• The problem:
Print the lines below verbatim, beginning with the line that contains "Practice. Locate the truck tire" and ending with the last line.

• Material to process:

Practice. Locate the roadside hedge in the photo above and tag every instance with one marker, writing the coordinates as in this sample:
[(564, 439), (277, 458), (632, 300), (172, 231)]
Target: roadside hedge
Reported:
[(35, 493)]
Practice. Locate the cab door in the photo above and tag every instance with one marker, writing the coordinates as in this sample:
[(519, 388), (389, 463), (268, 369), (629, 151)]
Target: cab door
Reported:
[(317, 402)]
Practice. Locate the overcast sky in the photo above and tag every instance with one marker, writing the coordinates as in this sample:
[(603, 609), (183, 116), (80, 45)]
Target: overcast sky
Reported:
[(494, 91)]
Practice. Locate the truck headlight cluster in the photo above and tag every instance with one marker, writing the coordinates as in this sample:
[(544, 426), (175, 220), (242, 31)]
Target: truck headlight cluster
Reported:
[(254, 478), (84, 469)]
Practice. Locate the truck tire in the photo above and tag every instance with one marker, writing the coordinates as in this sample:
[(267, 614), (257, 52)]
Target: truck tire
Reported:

• Reply to the exercise:
Practice. Locate the truck tire in the photo above and tag every instance with one marker, writing the coordinates as in this sample:
[(267, 614), (257, 52)]
Target: truck tire
Reported:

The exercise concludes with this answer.